● **Data records**
+===+

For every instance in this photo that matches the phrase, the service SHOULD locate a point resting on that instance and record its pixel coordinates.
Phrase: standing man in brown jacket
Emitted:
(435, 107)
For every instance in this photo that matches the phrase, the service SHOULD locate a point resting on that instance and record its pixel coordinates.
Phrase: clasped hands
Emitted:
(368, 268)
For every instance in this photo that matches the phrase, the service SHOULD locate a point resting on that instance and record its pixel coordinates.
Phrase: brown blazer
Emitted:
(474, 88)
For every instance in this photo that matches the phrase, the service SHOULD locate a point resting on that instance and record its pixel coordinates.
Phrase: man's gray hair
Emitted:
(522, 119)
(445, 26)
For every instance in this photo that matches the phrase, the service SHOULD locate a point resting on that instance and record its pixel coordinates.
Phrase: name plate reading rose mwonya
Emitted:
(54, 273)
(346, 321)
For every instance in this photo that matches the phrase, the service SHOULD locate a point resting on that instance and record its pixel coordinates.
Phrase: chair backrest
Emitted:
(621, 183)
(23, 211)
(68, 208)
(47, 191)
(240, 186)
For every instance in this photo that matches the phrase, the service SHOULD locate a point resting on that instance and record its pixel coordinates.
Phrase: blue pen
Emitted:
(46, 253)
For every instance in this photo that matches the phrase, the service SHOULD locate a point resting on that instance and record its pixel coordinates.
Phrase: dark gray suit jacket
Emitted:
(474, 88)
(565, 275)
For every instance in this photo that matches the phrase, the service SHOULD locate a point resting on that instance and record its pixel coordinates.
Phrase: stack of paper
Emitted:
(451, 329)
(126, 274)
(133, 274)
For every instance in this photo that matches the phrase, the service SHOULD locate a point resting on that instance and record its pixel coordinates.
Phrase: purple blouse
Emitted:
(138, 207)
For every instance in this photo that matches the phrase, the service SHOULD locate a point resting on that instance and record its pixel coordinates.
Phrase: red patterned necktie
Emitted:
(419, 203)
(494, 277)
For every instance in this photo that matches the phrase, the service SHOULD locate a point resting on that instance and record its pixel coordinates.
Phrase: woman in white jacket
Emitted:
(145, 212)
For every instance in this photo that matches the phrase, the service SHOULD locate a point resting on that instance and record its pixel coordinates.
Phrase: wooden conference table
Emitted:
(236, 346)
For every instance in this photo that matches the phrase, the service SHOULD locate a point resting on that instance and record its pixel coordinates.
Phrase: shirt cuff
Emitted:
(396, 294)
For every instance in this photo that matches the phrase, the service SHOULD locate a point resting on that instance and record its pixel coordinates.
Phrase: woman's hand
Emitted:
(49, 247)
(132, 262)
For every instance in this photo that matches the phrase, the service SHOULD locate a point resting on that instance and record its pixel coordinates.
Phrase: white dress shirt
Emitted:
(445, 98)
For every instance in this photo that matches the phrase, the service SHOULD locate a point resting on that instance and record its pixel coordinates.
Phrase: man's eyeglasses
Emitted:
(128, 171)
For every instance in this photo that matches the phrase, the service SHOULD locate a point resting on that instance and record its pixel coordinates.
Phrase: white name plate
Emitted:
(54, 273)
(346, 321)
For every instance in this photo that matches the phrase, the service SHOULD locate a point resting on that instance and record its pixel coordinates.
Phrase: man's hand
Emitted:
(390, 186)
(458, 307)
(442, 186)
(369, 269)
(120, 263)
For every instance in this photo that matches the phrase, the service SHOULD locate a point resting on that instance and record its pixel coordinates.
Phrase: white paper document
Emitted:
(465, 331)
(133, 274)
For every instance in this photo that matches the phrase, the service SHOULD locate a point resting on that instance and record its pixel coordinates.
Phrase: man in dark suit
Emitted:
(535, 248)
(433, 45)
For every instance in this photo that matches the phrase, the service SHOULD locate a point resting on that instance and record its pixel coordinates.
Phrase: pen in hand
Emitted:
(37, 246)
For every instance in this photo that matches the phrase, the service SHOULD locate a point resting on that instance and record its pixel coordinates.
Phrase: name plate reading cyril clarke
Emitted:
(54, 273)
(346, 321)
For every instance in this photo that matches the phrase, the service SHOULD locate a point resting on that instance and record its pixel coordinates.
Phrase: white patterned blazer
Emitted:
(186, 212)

+===+

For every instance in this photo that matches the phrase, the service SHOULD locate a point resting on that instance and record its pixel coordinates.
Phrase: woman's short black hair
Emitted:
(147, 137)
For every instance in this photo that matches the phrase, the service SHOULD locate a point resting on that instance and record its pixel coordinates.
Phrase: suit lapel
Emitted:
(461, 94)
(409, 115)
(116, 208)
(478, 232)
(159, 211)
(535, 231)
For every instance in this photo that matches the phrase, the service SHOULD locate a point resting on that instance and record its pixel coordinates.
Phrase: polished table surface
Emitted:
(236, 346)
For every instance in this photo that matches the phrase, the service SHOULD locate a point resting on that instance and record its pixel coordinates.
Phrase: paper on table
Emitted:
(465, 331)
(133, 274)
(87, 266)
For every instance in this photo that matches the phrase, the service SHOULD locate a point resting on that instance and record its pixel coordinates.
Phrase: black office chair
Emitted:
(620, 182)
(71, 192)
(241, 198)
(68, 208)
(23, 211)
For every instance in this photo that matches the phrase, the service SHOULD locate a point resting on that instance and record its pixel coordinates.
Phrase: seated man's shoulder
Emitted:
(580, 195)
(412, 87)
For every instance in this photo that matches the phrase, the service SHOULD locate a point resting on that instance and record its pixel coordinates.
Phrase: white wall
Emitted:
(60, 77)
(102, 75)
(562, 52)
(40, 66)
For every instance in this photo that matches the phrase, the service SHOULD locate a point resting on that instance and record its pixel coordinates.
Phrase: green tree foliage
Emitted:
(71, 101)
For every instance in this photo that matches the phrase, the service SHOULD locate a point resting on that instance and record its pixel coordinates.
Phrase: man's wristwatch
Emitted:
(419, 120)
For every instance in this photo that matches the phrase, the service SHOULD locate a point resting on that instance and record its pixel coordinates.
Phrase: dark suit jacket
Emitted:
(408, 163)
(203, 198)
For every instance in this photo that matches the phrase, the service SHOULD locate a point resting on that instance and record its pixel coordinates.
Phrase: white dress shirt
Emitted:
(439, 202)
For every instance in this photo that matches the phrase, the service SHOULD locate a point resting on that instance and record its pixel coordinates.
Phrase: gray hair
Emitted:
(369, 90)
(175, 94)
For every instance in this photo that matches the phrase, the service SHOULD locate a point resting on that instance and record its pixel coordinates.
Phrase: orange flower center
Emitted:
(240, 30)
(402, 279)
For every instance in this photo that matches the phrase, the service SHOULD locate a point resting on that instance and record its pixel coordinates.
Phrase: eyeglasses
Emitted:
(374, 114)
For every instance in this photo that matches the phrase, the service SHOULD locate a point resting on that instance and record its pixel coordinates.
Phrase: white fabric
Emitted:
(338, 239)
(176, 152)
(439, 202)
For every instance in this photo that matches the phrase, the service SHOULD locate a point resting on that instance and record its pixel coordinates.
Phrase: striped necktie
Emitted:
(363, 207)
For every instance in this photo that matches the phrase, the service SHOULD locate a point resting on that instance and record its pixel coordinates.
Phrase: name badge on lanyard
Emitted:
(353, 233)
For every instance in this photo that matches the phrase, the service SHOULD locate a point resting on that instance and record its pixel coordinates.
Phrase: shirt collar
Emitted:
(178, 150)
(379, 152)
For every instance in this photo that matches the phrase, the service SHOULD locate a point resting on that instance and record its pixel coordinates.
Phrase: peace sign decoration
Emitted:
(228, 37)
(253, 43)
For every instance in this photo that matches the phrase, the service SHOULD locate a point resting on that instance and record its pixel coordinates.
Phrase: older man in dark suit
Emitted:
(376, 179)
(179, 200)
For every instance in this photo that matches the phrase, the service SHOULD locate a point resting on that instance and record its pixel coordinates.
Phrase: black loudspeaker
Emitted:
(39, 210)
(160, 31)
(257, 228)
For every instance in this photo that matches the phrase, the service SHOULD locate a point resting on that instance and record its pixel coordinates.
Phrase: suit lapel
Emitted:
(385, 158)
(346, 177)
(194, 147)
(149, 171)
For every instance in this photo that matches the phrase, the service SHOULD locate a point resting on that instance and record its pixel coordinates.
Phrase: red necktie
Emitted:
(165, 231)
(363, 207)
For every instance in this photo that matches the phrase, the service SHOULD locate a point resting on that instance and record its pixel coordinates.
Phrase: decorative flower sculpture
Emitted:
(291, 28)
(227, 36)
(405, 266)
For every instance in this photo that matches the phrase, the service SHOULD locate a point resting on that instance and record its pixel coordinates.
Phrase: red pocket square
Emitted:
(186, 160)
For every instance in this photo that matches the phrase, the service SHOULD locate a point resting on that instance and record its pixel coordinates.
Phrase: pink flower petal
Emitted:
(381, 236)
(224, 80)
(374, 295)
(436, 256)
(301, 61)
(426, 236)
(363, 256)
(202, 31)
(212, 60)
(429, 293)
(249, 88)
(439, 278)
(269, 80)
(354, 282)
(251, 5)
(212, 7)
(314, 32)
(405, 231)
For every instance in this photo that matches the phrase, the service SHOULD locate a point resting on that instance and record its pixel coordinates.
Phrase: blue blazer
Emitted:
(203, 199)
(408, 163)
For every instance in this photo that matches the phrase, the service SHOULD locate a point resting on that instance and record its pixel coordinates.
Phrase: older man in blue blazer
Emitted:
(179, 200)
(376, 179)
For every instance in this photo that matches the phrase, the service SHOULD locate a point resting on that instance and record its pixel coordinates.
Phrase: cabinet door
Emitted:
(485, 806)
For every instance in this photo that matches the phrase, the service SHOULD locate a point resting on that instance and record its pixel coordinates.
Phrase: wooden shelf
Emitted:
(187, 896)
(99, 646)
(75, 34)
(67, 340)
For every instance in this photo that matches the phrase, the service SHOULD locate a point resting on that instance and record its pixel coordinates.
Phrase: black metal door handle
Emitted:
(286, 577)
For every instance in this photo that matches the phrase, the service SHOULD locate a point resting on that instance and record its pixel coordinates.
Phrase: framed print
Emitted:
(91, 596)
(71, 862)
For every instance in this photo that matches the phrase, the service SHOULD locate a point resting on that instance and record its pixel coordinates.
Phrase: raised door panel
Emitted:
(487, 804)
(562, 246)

+===+

● **The task**
Take every line above carrying "gray" and return it.

● **Task solution**
Phrase: man's gray hair
Phrase: dark gray suit jacket
Phrase: gray hair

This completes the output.